It seems that a single protagonist might not be enough for him either, but I won't honey words too much in saying that if Ayer's got a sweet spot for film-making this isn't it. Statham's usually a convincing action protagonist but there's something about the choppiness of its cuts that makes it all seem a bit nonsensical. Decisions in production design (especially the scam call centres that start proceedings) seem intent on allowing a sort of neon murk that would suggest dim recollection of the Tech Noir of The Terminator even without one of them featuring a high-end collectible of the endoskeleton crushing a skull. That kind of lurid palette can work really well. It's one of several things that reminded me of Renfield in this, but frequently it seems like design decisions and filters have been applied not to say anything but to replicate something else.

I say that the action makes things seem nonsensical, but to be clear the words are well in front. Those words are by Kurt Wimmer, who appears to have taken large chunks of the 'idea' of Law Abiding Citizen and reframed it to reflect the ever changing zeitgeist of the empty-headed vaguely right-wing revenge fantasy. The beekeeping thing, see, is an expository metaphor, and I know this because at one point a character describes society as "not unlike a beehive." Someone also says that "taking from an elderly person is as bad as stealing from a child," which is a line delivered with all the passion and intensity of a request for a cleanup on aisle 6. While Law Abiding Citizen was basically a Death Wish remade to borrow from Saw, The Beekeeper takes that frame and squeezes it into the vein of a Nobody or a John Wick.

_Supplied records_:
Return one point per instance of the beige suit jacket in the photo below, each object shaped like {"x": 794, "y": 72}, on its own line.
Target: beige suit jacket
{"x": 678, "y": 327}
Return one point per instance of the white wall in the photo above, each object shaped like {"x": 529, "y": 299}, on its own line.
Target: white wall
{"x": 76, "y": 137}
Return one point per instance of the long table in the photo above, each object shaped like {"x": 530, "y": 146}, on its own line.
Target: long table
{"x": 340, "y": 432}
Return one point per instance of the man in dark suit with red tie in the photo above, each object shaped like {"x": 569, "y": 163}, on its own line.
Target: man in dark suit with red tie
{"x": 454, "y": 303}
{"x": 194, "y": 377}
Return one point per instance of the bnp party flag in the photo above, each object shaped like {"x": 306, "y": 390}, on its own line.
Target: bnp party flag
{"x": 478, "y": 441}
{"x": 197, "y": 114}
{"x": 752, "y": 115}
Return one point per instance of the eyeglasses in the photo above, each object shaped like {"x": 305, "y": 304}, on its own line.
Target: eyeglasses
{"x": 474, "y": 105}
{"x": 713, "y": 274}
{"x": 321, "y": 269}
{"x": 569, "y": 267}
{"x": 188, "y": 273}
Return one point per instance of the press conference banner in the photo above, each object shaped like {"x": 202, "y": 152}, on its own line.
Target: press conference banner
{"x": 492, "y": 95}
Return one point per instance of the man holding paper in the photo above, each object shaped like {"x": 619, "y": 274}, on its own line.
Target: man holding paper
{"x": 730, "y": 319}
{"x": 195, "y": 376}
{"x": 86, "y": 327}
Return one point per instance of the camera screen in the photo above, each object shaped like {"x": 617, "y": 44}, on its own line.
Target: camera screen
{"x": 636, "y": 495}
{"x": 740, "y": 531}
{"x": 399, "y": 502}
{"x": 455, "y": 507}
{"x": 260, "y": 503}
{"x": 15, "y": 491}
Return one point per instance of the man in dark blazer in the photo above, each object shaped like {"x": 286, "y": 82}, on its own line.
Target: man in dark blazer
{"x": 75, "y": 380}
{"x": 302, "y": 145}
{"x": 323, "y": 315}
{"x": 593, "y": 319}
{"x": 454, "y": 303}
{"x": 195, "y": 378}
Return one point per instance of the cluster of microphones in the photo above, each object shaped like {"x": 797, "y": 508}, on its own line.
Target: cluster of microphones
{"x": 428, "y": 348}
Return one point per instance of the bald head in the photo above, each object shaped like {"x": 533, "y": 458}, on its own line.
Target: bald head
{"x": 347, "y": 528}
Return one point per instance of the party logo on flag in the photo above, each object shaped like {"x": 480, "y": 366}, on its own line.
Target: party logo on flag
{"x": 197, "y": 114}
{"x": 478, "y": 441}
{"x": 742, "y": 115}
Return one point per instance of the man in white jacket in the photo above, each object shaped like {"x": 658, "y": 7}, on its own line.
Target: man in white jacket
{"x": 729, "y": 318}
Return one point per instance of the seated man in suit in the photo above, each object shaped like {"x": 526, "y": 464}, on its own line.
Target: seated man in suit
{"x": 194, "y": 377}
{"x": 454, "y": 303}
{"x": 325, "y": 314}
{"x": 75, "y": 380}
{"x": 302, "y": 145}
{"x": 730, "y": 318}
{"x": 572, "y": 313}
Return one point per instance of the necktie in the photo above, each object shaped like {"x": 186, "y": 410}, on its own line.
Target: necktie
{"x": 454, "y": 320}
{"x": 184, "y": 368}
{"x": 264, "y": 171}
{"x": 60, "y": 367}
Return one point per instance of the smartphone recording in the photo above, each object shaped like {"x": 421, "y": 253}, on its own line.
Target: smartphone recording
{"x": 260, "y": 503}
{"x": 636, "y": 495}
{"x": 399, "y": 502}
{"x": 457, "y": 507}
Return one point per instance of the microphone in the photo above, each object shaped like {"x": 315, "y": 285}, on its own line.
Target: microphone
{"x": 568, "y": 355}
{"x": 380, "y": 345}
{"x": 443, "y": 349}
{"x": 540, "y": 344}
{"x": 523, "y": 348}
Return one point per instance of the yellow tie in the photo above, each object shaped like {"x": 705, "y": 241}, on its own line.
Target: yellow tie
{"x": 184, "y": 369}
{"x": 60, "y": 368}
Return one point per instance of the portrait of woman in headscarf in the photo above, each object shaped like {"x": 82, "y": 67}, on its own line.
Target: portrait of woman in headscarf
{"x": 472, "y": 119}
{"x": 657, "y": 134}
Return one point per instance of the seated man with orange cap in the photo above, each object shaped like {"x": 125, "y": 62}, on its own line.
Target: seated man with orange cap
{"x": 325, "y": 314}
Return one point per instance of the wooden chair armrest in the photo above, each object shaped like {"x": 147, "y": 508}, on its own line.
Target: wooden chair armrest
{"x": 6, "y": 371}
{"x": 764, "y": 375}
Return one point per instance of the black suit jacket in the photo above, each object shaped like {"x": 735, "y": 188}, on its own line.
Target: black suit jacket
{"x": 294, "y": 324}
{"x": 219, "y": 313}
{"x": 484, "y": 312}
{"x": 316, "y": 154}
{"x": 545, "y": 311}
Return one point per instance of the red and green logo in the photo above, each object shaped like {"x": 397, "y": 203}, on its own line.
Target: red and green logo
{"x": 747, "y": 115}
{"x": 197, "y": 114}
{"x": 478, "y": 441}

_Exercise requirements_: Using the film review, decide whether each statement agrees with it: (a) the scam call centres at the start are given a neon look, (b) Ayer wrote the words of the film, (c) a character compares society to a beehive. Answer yes or no for each and quote the deciding words.

_Written solution_:
(a) Yes: "Decisions in production design (especially the scam call centres that start proceedings) seem intent on allowing a sort of neon murk"
(b) No: "Those words are by Kurt Wimmer"
(c) Yes: "a character describes society as "not unlike a beehive.""